### Data to process

☆ ☆ ☆ ☆

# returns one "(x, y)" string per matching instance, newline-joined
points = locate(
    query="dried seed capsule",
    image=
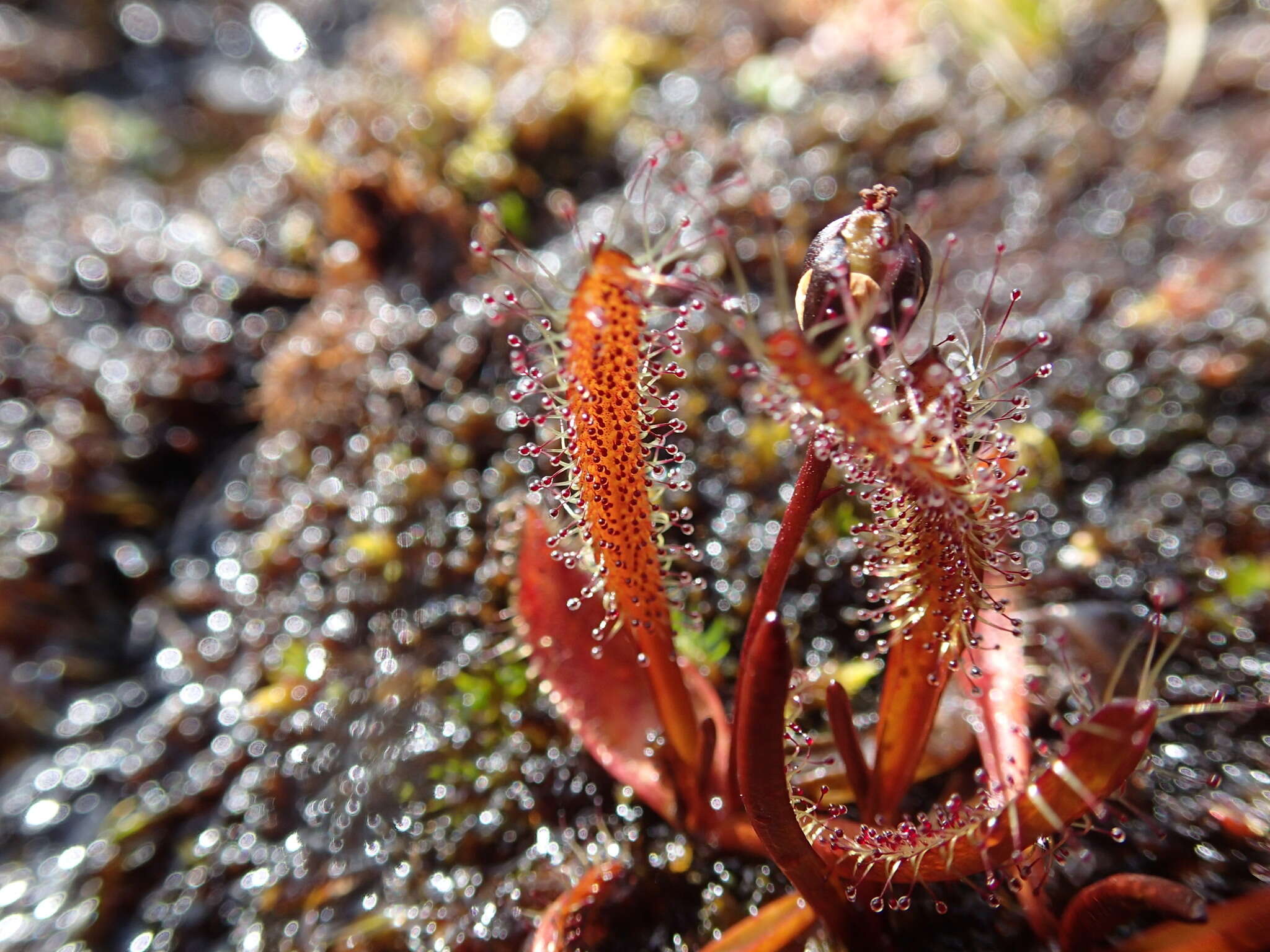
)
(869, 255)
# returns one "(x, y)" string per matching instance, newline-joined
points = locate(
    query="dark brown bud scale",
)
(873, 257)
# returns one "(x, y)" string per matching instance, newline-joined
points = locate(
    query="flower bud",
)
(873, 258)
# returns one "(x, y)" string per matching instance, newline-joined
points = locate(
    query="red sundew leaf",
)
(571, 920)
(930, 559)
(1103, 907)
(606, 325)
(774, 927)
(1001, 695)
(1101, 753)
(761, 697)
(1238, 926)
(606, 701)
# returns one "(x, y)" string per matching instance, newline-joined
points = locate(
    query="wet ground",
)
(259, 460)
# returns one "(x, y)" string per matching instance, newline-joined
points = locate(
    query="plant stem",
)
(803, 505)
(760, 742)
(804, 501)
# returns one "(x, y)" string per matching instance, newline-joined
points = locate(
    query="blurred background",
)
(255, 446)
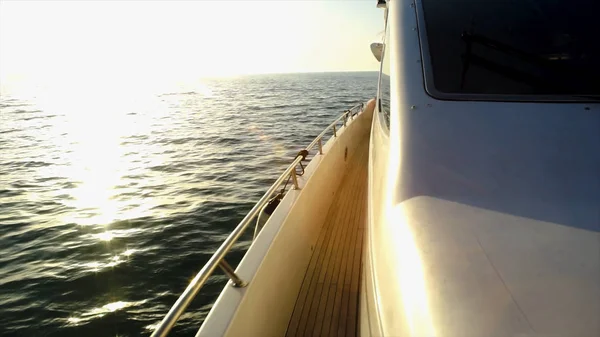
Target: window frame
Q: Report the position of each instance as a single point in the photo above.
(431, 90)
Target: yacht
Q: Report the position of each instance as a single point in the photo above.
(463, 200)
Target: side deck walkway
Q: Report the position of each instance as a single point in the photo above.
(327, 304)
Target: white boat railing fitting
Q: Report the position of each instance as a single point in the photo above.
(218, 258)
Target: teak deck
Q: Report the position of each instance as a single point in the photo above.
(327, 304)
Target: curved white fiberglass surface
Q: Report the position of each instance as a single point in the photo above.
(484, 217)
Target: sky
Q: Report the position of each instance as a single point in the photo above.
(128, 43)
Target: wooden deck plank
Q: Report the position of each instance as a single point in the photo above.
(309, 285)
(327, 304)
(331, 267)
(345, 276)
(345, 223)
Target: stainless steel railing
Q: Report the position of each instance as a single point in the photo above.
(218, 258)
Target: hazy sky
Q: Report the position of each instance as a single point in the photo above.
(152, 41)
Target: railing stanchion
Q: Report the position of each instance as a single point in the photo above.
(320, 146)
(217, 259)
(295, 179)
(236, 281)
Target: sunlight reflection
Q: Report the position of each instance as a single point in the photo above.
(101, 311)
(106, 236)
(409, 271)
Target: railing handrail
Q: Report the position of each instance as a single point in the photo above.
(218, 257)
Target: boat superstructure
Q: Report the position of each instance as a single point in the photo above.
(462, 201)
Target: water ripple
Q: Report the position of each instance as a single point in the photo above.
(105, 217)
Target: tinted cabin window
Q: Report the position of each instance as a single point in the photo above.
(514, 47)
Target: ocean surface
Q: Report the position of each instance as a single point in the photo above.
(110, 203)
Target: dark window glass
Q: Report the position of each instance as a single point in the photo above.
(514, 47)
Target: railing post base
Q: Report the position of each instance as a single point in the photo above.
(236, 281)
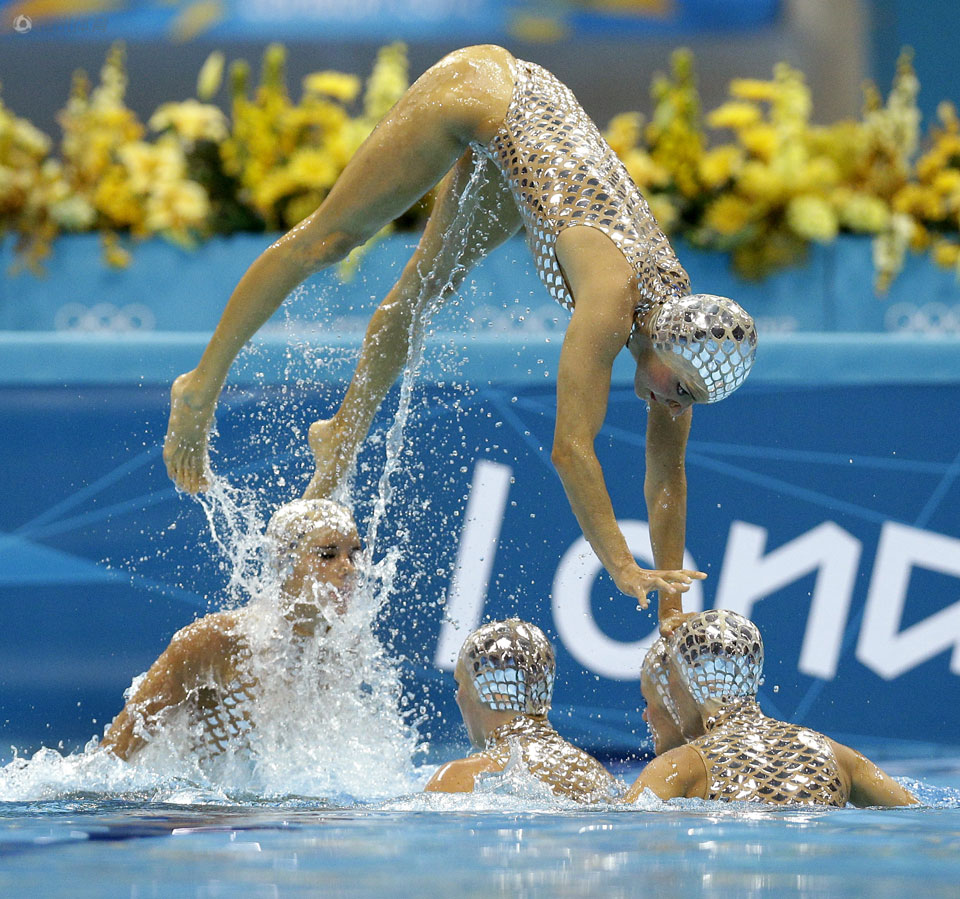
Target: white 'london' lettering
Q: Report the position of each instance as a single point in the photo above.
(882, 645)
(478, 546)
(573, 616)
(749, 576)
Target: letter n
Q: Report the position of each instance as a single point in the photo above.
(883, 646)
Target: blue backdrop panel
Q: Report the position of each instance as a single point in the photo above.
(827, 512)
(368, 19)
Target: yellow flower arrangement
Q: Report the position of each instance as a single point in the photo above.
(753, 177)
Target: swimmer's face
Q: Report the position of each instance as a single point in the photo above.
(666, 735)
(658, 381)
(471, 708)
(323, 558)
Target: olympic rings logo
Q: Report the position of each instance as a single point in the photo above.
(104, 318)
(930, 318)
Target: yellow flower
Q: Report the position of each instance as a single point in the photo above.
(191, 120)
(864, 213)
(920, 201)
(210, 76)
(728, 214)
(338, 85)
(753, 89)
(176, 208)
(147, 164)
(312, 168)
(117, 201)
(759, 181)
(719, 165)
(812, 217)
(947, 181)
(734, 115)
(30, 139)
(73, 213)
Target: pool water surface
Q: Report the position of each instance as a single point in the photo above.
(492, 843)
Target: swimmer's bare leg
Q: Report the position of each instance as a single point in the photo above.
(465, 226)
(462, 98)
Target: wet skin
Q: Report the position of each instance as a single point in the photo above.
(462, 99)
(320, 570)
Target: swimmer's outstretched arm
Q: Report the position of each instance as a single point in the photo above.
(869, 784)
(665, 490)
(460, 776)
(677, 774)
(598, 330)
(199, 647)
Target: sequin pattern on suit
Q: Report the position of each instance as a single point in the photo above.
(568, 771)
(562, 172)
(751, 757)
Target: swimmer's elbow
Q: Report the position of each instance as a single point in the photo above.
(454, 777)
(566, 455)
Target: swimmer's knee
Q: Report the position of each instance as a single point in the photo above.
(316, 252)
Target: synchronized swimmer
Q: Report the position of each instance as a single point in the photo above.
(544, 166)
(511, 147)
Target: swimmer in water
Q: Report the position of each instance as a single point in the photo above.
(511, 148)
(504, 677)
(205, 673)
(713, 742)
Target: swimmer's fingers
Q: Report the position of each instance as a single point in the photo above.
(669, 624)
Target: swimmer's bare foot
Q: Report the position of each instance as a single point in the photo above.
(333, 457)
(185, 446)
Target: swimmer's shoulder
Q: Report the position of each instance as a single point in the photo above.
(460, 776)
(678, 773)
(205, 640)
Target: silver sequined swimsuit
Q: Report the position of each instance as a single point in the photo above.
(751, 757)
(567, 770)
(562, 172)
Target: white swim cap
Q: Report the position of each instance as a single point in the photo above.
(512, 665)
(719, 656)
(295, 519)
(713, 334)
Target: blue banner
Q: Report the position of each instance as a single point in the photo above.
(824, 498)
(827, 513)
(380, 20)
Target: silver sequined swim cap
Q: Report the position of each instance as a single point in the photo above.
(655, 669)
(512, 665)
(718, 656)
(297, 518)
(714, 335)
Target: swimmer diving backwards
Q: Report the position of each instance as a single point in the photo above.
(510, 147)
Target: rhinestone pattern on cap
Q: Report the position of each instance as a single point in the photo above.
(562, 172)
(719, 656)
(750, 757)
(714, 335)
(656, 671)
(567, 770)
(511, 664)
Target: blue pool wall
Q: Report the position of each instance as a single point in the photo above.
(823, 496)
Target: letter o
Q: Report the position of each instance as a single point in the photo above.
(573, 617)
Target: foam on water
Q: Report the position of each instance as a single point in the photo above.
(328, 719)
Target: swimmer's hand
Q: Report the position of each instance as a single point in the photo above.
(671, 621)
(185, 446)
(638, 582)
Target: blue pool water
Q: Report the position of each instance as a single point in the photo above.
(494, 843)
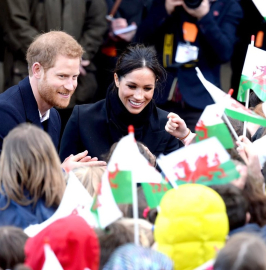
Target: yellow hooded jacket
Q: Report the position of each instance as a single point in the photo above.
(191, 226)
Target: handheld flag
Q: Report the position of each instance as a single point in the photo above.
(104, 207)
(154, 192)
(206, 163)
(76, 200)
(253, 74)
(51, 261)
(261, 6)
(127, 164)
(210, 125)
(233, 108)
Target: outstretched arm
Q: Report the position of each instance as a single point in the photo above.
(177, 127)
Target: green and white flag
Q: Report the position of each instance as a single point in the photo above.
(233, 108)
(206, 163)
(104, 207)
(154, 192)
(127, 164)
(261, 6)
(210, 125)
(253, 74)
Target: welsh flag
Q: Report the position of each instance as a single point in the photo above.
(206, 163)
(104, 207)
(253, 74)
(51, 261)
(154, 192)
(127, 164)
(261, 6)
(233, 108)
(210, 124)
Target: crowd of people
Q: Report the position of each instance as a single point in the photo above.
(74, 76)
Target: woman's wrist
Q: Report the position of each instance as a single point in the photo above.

☆ ☆ ☆ ☆

Skip the pictures and transcribe the rest of the records exactly.

### Reply
# returns one "(x, y)" string per matching instance, newline-joined
points = locate(
    query="dried seed capsule",
    image=
)
(869, 255)
# returns one "(x, y)" string per matching instance, newline-joined
points = locate(
    query="dark brown bud scale",
)
(873, 257)
# returns one "(x, y)" string per matching instance, newline-joined
points = locate(
    query="flower bud",
)
(873, 258)
# returns one "(x, y)" string per matching instance, newline-joined
points = locate(
    query="red sundew leaf",
)
(571, 920)
(930, 559)
(1103, 907)
(606, 325)
(774, 927)
(1001, 695)
(1101, 753)
(761, 697)
(1238, 926)
(606, 701)
# returns one "(x, y)" string per matching instance, newline-joined
points = locate(
    query="wet ground",
)
(259, 460)
# returns one "(x, y)" string per matching instance, newline-joined
points = locate(
    query="plant stem",
)
(803, 505)
(760, 742)
(804, 501)
# returns one "(x, y)" string per matching instance, newline-joined
points = locate(
    query="blurred background",
)
(255, 446)
Target: window frame
Q: Report the position of each instance as a single point in the photo above.
(431, 90)
Target: yacht
Q: Report the position of each instance as a single point in the photo above.
(463, 200)
Target: side deck walkway
Q: Report the position of each instance as a single point in the photo above.
(327, 304)
Target: white boat railing fitting
Q: Report the position of each instance as a single point in the photo above.
(218, 258)
Target: teak deck
Q: Report the position of each instance as a single point in the photo above.
(327, 304)
Target: curved white fiberglass surface
Q: Report the position of each instance as a single point in the photo above.
(484, 217)
Target: sky
Q: Report the position of each instance as a single point in the photo above.
(128, 43)
Target: wooden deck plank
Q: Report the position of each instance as a single point in the photo above.
(309, 285)
(327, 304)
(331, 267)
(345, 276)
(345, 223)
Target: stainless steel railing
Q: Report the position of each instance as a single point in the photo above.
(218, 258)
Target: hazy sky
Q: Report the position of each instance as a single point in the photo above.
(152, 41)
Target: railing stanchion
Q: Report the position of each instance as a single point in the photo above.
(320, 146)
(217, 259)
(295, 179)
(236, 281)
Target: sunlight reflection
Q: Report the position of each instance as a single point in the photo above.
(101, 311)
(106, 236)
(409, 271)
Target: railing handrail
Q: Report the position of each instance as a single point in the photo above.
(218, 257)
Target: boat superstructure
Q: Report the position of each instance as a single point in the photo above.
(462, 201)
Target: water ripple
Q: Report the position of each instance as a single point in the photo above.
(105, 217)
Target: tinted cabin window
Q: Report the position of each instance as a single point in the photo above.
(514, 47)
Target: ocean surface
Q: Report the position of each instance as a single point in the photo above.
(110, 203)
Target: dark window glass
Q: Report the position of each instance as a single point in the photo above.
(514, 47)
Target: railing post base
Q: Report the position of each instance as a single point in the photo above.
(236, 281)
Target: white 'london' lettering
Q: Report the position of each instance as a single point in the photo above.
(882, 645)
(478, 546)
(573, 616)
(749, 576)
Target: letter n
Q: Report the position of each instance as a single point in the photo above.
(883, 646)
Target: blue backdrop panel
Q: Report the position of each instance as a single point in the photo above.
(827, 512)
(368, 19)
Target: yellow flower arrangement
Q: Report the position of each instance as a single point in the photo above.
(753, 177)
Target: swimmer's face
Q: Report the position of each instance as a single point in the photo above.
(666, 735)
(658, 381)
(471, 708)
(323, 558)
Target: olympic rings logo
Q: Report the position of each instance as a single point in the photo above.
(104, 318)
(930, 318)
Target: yellow flower
Q: Report the position of each instance as a single point in the photo above.
(191, 120)
(864, 213)
(920, 201)
(210, 76)
(728, 214)
(338, 85)
(753, 89)
(176, 208)
(147, 164)
(312, 168)
(117, 201)
(759, 181)
(719, 165)
(812, 217)
(947, 181)
(734, 115)
(30, 139)
(73, 213)
Target: pool water surface
Q: Report the position of each instance as a single point in the photo above.
(492, 843)
Target: swimmer's bare leg
Q: Report the position of each instance as a single point in the photo above.
(465, 226)
(462, 98)
Target: wet skin
Q: Report the position of each instance as a single point in the photo above.
(462, 99)
(320, 570)
Target: swimmer's outstretched arm
Q: Report the position of each instance as a single point in the photo above.
(869, 784)
(665, 490)
(460, 776)
(677, 774)
(598, 330)
(199, 647)
Target: sequin pattern on suit
Q: Report the position of each instance as a single point in the photo above.
(568, 771)
(562, 172)
(751, 757)
Target: swimmer's elbow
Q: Report the position of each instance as a single point in the photo above.
(454, 777)
(566, 455)
Target: swimmer's knee
Q: Report the position of each instance as a single point in the photo above.
(316, 252)
Target: synchronized swimmer
Q: Report the position of each instance as a single point in the photo above.
(544, 166)
(511, 147)
Target: swimmer in water
Q: Report the position of each instance as a single point in the photo above.
(511, 148)
(504, 677)
(205, 673)
(713, 742)
Target: swimmer's fingers
Q: Report the position of each instance as a single point in the photo above.
(669, 624)
Target: swimmer's bare foot
Q: Report the position of each instance as a single point in the photo above.
(333, 457)
(185, 446)
Target: swimmer's shoulder
Q: Report the position of each instance as a single point in the photo above.
(460, 776)
(678, 773)
(205, 640)
Target: silver sequined swimsuit
Q: Report the position of each instance as a single point in the photo above.
(751, 757)
(567, 770)
(562, 172)
Target: white swim cap
Q: Report the position of each instance as a single point in the photo above.
(512, 665)
(719, 656)
(295, 519)
(713, 334)
Target: blue banner
Q: Report the position of each instance as a single point in the photo above.
(824, 498)
(827, 513)
(380, 20)
Target: silver sequined swim cap
Q: Report the position of each instance as a single point in the photo above.
(655, 669)
(512, 665)
(718, 656)
(297, 518)
(714, 335)
Target: swimmer diving backwards
Q: Report the position of each instance as a single point in the photo above.
(510, 147)
Target: rhinestone pattern on cap
Q: Report the position of each instance as a single point in the photo above.
(562, 172)
(719, 656)
(750, 757)
(714, 335)
(656, 671)
(567, 770)
(511, 664)
Target: blue pool wall
Q: Report the position of each instance as a single point in the photo above.
(823, 496)
Target: letter o
Q: Report the position of each instance as a single point in the photo above.
(573, 617)
Target: foam on water
Q: Report the position of each instance as a single point in the photo above.
(328, 719)
Target: swimmer's hand
Q: Report the position of each instance as a single point in the photo above.
(671, 621)
(185, 446)
(638, 582)
Target: blue pool water
Q: Report the position of each instance as a single point in the photo above.
(494, 843)
Target: yellow hooded jacket
Q: Report the position of each instance as a single point in the photo above.
(191, 226)
Target: handheld flag
Q: Report the position of each instance as a single point in the photo above.
(104, 207)
(154, 192)
(206, 163)
(76, 200)
(253, 74)
(51, 261)
(261, 6)
(127, 164)
(210, 125)
(233, 108)
Target: outstretched arm
Q: Report the position of each instance as a single point in the photo above.
(177, 127)
Target: green and white flag
Q: Report the position of each instance as a single point in the photo above.
(233, 108)
(206, 163)
(104, 207)
(154, 192)
(127, 164)
(261, 6)
(210, 125)
(253, 74)
Target: welsh flag
Q: Report the position of each instance as a single point in the photo above.
(206, 163)
(104, 207)
(253, 74)
(51, 261)
(154, 192)
(127, 164)
(261, 6)
(233, 108)
(210, 124)
Target: crowd of people
Q: Report the position of each instance as a single point in the photo above.
(74, 76)
Target: woman's wrist
Q: Report the position of each instance as a single point in the photo above.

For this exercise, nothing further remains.